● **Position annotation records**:
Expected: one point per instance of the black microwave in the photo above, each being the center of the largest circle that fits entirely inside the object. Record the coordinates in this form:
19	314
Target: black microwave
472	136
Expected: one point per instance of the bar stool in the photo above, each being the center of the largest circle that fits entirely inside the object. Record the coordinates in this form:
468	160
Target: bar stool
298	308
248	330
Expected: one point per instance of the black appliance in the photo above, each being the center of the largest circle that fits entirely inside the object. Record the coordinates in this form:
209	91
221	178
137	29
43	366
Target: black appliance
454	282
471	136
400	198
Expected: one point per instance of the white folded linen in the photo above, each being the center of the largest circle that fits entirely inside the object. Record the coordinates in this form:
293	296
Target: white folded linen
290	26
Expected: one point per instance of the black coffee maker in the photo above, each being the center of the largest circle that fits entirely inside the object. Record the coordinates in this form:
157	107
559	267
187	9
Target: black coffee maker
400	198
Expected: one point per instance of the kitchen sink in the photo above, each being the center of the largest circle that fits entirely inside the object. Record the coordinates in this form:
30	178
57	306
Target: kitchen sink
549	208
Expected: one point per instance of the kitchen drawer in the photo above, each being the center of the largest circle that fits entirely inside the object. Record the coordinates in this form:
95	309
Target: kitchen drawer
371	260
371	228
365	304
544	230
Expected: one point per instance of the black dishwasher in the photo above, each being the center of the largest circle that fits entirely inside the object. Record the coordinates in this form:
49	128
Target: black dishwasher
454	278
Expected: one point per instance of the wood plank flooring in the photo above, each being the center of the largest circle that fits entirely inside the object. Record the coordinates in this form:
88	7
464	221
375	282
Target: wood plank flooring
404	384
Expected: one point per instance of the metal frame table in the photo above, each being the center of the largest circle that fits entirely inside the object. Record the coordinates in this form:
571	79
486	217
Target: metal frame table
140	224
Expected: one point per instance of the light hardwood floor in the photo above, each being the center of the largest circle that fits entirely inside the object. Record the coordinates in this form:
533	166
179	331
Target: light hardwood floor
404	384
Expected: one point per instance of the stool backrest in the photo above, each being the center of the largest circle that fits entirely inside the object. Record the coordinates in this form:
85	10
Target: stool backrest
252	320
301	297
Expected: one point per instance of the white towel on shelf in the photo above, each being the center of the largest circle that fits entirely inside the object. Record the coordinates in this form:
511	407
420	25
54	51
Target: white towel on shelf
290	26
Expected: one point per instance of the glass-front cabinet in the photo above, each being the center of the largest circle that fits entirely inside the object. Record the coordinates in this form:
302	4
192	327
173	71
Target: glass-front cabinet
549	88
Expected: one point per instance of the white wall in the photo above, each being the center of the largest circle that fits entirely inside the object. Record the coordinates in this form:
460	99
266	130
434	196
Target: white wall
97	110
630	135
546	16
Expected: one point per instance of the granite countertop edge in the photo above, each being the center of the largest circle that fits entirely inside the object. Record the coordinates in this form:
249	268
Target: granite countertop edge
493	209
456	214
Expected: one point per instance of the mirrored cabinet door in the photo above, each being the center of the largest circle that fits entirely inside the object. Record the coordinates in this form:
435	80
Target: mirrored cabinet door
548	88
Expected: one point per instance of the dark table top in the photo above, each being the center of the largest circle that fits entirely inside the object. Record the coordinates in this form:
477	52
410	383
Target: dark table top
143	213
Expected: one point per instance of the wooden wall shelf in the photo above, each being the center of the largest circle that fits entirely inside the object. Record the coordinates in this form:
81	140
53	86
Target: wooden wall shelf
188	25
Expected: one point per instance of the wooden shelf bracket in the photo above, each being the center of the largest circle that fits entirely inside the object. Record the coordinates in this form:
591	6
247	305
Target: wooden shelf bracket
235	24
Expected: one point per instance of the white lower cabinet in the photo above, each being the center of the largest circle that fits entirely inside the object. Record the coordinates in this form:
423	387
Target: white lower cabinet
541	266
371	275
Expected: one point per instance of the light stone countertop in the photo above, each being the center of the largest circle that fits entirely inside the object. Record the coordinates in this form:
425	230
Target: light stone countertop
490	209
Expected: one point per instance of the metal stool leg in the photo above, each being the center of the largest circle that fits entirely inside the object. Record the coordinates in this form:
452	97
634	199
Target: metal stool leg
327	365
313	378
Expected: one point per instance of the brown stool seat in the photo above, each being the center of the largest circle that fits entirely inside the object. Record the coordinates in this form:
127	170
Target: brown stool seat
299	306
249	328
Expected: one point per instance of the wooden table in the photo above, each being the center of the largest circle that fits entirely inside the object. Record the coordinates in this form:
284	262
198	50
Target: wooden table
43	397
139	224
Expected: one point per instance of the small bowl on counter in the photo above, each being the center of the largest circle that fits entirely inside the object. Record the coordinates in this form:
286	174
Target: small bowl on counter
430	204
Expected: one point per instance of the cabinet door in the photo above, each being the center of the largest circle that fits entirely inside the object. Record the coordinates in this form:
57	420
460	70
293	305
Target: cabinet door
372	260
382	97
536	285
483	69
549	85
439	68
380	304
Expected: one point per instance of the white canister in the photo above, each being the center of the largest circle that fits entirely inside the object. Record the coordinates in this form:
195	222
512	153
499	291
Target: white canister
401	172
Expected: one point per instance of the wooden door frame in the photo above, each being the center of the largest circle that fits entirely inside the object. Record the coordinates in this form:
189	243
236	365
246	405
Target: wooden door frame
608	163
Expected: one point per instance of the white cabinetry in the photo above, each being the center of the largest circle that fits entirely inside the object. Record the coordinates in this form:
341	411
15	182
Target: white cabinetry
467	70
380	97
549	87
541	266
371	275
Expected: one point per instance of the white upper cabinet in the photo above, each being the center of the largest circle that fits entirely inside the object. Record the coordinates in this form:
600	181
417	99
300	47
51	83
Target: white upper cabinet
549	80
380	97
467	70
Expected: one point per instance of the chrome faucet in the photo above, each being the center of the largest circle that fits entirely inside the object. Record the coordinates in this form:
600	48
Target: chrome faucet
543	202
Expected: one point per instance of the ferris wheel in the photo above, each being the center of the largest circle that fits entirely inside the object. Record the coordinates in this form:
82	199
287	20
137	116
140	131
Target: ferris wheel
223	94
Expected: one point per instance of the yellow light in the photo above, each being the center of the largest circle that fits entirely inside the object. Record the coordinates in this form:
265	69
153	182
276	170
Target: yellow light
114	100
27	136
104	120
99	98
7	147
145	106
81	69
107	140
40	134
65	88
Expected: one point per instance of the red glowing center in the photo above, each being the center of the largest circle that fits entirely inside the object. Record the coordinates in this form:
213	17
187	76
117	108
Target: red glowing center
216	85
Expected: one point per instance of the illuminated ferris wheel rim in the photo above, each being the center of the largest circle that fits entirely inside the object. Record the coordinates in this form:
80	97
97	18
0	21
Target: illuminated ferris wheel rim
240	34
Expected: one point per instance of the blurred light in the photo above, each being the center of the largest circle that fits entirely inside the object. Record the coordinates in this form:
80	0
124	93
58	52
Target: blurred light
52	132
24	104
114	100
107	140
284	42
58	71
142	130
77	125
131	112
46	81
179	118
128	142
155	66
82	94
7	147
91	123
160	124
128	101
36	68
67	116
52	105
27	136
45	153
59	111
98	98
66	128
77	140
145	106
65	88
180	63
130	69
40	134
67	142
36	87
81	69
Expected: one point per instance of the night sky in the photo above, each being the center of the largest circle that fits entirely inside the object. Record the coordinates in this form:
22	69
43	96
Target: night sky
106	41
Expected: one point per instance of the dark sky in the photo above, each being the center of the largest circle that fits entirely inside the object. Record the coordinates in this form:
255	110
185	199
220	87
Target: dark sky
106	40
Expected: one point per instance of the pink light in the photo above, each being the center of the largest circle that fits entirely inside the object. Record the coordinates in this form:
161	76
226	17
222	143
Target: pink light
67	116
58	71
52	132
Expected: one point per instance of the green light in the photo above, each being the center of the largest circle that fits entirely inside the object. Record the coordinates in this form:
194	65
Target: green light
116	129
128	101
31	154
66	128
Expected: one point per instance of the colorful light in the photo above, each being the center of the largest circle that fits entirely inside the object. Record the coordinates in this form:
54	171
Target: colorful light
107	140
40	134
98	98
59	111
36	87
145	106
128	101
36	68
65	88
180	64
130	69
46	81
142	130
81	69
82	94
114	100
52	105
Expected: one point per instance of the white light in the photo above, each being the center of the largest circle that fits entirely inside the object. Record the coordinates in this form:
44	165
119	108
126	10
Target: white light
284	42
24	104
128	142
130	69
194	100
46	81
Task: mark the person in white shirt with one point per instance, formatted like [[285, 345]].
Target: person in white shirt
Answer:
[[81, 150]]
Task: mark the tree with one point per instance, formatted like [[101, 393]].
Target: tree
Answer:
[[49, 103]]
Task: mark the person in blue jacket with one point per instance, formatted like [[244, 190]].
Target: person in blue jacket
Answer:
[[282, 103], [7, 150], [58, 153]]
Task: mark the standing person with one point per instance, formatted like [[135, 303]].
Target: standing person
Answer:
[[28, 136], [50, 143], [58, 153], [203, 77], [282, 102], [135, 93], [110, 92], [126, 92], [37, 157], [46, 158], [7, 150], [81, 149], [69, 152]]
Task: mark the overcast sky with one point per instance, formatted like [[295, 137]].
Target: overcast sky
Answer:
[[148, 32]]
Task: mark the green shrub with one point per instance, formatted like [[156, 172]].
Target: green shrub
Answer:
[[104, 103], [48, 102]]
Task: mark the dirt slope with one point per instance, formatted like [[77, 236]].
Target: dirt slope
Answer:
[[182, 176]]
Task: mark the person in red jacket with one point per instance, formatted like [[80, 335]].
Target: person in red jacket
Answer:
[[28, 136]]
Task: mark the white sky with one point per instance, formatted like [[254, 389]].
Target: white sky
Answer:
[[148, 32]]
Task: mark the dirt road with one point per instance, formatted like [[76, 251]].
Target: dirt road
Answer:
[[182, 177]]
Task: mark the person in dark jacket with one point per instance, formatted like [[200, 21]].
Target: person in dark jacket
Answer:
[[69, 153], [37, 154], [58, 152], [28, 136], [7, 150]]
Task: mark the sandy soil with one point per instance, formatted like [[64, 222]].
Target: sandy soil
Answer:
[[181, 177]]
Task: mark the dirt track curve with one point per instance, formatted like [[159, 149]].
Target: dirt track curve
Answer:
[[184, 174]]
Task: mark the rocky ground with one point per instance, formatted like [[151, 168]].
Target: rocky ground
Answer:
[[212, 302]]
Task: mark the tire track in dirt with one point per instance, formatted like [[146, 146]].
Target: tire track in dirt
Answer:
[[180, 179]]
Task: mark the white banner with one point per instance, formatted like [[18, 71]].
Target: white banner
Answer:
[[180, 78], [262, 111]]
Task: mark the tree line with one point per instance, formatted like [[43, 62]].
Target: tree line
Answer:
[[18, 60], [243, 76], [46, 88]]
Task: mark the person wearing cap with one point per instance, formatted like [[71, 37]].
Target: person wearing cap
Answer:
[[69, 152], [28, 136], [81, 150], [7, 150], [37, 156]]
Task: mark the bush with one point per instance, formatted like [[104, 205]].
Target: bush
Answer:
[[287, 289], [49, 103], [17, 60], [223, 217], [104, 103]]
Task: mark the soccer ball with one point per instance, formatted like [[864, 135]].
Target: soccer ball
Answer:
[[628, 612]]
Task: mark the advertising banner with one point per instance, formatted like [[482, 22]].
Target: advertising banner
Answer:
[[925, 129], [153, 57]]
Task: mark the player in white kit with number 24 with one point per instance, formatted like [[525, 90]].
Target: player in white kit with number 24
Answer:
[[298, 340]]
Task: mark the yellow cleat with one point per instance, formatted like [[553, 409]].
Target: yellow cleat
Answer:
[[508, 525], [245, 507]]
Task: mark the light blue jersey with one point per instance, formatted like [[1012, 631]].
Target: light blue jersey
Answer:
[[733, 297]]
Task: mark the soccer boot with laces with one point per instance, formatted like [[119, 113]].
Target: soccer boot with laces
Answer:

● **Goal**: Copy the stretch of the listing from the line that contains "Task: mark the dirt track" through the line that contains "[[212, 302]]", keeping the requests. Multiply each answer coordinate by 0.85 and round to whole numbers, with halves going up, but leave the numbers in the requests and their format samples unchanged.

● **Result for this exercise**:
Task: mark the dirt track curve with one point per instance, formatted like [[159, 149]].
Target: dirt track curve
Answer:
[[156, 148]]
Task: mark the rocky ground with one point per instance, formatted like [[151, 168]].
Target: rocky ground
Answer:
[[180, 257]]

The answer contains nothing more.